## TASK BRIEF:
The reply should give back every entry exactly as written.
┌──
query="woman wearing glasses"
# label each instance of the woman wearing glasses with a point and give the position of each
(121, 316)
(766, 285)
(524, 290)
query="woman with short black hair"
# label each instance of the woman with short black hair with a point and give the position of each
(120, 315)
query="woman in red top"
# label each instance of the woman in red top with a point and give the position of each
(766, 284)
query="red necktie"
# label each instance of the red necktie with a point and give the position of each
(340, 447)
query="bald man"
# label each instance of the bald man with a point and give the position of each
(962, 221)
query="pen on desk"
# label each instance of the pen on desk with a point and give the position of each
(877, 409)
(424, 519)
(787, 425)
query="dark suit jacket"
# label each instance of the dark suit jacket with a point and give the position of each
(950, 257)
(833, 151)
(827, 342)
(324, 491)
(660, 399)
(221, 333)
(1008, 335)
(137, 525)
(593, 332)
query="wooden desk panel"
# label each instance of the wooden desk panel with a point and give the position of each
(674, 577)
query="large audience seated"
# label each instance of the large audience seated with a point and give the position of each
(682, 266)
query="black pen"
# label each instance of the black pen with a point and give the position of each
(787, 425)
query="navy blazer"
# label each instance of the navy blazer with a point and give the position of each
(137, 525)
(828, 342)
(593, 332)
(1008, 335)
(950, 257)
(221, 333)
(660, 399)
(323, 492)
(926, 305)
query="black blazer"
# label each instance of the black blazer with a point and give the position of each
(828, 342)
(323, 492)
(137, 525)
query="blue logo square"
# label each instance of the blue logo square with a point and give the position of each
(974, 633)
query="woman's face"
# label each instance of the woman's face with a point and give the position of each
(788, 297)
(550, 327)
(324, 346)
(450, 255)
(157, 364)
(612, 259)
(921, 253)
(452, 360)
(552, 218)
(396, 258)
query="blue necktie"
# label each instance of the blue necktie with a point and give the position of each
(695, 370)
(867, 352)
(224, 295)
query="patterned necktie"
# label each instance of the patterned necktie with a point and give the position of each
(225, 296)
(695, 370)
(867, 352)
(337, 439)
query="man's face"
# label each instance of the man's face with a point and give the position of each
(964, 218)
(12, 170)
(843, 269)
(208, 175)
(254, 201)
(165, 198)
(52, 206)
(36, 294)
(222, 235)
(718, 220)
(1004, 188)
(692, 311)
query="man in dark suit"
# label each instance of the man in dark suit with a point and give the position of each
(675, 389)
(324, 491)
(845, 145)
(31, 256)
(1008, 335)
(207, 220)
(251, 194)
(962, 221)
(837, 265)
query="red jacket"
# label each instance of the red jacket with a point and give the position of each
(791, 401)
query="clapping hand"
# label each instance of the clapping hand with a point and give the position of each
└──
## ANSWER SPACE:
query="woman wearing glasses"
# label each instance of the woman wearing glasses with a point and give the position of each
(121, 316)
(766, 285)
(524, 290)
query="woman with short black hair"
# label each instance of the woman with short black hair with a point and give the position of each
(120, 315)
query="woman in red top"
# label each instance of the woman in red top with a point and give the position of each
(766, 284)
query="red necktie"
# label each instance of the red necktie with a point and give the position of each
(340, 447)
query="bald man"
# label each instance of the bald man with a point and give the position of each
(962, 221)
query="pen on desk"
# label each instance of the pen on desk with a point and give the position of each
(877, 409)
(424, 519)
(787, 425)
query="dark suit jacket"
# label each instance of the dark suit jacket with a point and give the position of each
(950, 257)
(833, 151)
(827, 342)
(324, 491)
(660, 399)
(221, 333)
(1008, 335)
(137, 525)
(593, 332)
query="wooden desk panel"
# label each instance of the wooden desk panel with a point and give the position of each
(674, 577)
query="large audience seated"
# label each instance of the large audience seated with a point and give the position of each
(682, 266)
query="black pen"
# label each instance of the black pen with a point and give the position of each
(787, 425)
query="navy blazer"
# label each instance of the navy blazer with a point and give the position of each
(137, 525)
(828, 342)
(593, 332)
(1008, 335)
(950, 257)
(221, 333)
(660, 399)
(323, 492)
(926, 305)
query="black blazer"
# label each instance of the black blazer with a point and give the position of each
(828, 342)
(323, 492)
(137, 525)
query="blue logo square"
# label each instance of the blue logo square with a point and give the position of each
(974, 633)
query="woman's face"
# label each instance of the woman's face with a point and give the position of each
(788, 297)
(550, 327)
(324, 346)
(450, 255)
(157, 364)
(612, 259)
(921, 253)
(452, 360)
(552, 218)
(396, 258)
query="blue necktie"
# label each instance of the blue necktie with a point and give the position of each
(695, 370)
(867, 352)
(224, 295)
query="patterned necktie"
# label each instance of the patterned necktie with a point and give the position of each
(225, 296)
(695, 370)
(867, 352)
(337, 439)
query="man's face"
# label each instance of the man's face with a point and give the position of each
(964, 218)
(12, 170)
(843, 269)
(208, 175)
(254, 201)
(165, 198)
(52, 206)
(36, 294)
(222, 235)
(718, 220)
(1004, 188)
(692, 311)
query="man in dark suit"
# label each instance of the man in dark suit with a point and give the position of each
(675, 389)
(324, 491)
(845, 145)
(31, 256)
(1008, 335)
(207, 220)
(251, 194)
(962, 221)
(837, 265)
query="red jacket"
# label each instance of the red jacket with a point and give the position of each
(791, 401)
query="clapping hand"
# label each instance of the clapping hand with a point and give the position of each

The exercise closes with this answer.